» **WHAT THIS TASK INVOLVES**
What you return should match the data below exactly, line for line.
*** Opening THE INPUT ***
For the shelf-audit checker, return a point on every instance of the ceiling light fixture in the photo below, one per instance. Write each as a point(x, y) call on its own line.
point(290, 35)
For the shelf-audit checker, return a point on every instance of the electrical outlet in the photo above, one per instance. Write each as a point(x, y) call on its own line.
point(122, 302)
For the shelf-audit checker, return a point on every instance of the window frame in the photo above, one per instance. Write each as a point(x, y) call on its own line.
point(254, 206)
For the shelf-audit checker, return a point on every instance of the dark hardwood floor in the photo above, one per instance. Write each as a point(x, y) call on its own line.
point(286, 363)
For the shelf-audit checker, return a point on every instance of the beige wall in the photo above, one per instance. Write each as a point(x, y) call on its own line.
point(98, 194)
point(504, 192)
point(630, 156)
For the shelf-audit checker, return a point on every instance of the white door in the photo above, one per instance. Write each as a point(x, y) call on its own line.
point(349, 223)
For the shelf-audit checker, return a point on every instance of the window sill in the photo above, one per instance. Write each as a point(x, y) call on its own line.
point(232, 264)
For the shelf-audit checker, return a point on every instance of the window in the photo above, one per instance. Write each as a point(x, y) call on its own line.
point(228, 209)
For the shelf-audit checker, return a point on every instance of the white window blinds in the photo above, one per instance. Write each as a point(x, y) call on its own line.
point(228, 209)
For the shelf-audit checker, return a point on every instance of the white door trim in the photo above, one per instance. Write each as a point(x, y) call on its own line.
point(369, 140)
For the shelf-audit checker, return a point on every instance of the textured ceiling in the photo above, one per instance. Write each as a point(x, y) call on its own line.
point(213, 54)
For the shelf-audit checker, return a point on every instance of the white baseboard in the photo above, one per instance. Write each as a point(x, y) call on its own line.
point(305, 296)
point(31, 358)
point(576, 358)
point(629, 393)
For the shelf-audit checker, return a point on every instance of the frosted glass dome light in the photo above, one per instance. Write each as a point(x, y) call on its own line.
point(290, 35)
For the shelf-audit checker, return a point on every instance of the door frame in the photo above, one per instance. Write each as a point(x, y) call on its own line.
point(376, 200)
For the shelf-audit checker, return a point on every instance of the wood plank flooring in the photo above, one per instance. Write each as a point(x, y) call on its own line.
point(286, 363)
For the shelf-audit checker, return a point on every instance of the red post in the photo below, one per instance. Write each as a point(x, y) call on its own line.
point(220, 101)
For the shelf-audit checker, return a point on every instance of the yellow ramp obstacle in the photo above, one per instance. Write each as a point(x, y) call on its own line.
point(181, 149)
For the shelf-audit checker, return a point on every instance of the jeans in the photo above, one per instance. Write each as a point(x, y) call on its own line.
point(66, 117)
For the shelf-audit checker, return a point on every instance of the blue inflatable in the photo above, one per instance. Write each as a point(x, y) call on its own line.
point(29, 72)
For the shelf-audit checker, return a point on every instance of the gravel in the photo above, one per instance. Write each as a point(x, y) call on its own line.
*** Closing THE INPUT ***
» **THE COMPLETED TASK**
For the shelf-audit checker, return a point on every instance of the ceiling light fixture in the photo below, one per instance. Write each as a point(x, y) call on its own line.
point(290, 35)
For the shelf-audit checker, return a point on every instance of the electrical outlet in the photo above, one per instance. Write each as a point(x, y) call on its own line.
point(122, 302)
For the shelf-audit checker, return a point on every instance of the window frame in the photo above, one per instance. Write each as a point(x, y) call on its own line.
point(254, 206)
For the shelf-audit checker, return a point on every instance of the dark hardwood floor in the photo above, one per instance. Write each as a point(x, y) call on its own line.
point(286, 363)
For the shelf-audit checker, return a point on every instance of the beige wall in the photo above, one per instance. Write each as a point(x, y) call on its own line.
point(98, 194)
point(504, 192)
point(630, 156)
For the shelf-audit checker, return a point on every instance of the white door in the photo above, one per instance. Write each as a point(x, y) call on its own line.
point(349, 223)
For the shelf-audit checker, return a point on every instance of the window sill in the photo above, one per instance. Write each as a point(x, y) call on its own line.
point(232, 264)
For the shelf-audit checker, return a point on every instance of the window in the photo above, one per instance. Write each as a point(x, y) call on its own line.
point(228, 209)
For the shelf-audit checker, return a point on every instance of the white window blinds in the photo above, one per instance. Write each as a point(x, y) call on its own line.
point(228, 209)
For the shelf-audit checker, return a point on every instance of the white door trim in the photo above, one per instance. Write each as a point(x, y) call on its own line.
point(369, 140)
For the shelf-audit checker, return a point on every instance of the textured ceiling in the photo above, one per instance. Write each as a point(x, y) call on its own line.
point(213, 54)
For the shelf-audit checker, return a point on every instance of the white baseboard in the photo above, one per instance. Write each as a point(x, y) call on its own line.
point(305, 296)
point(31, 358)
point(576, 358)
point(629, 393)
For the shelf-audit checker, return a point on every instance of the frosted glass dome light in the photo above, one per instance. Write each as a point(x, y) call on its own line.
point(290, 35)
For the shelf-audit checker, return a point on every instance of the door frame in the photo above, one per instance. Write each as a point(x, y) call on its own line.
point(376, 200)
For the shelf-audit checker, return a point on every instance of the wood plank flooring in the photo above, one per instance. Write each as a point(x, y) call on its own line.
point(286, 363)
For the shelf-audit checker, return a point on every instance of the red post in the photo below, one per instance. Write each as a point(x, y) call on its own line.
point(220, 101)
For the shelf-audit checker, return a point on every instance of the yellow ramp obstacle in the photo above, one per instance. Write each as a point(x, y) call on its own line.
point(181, 149)
For the shelf-audit checker, return a point on every instance of the jeans in the photo above, one per instance. Write each as a point(x, y) call on its own line.
point(66, 117)
For the shelf-audit checker, return a point on every instance of the blue inflatable in the photo above, one per instance. Write each as a point(x, y) call on its own line.
point(29, 72)
For the shelf-audit checker, return a point on every instance of the gravel in the photo above, one per instance. Write each as a point(x, y) call on its own line.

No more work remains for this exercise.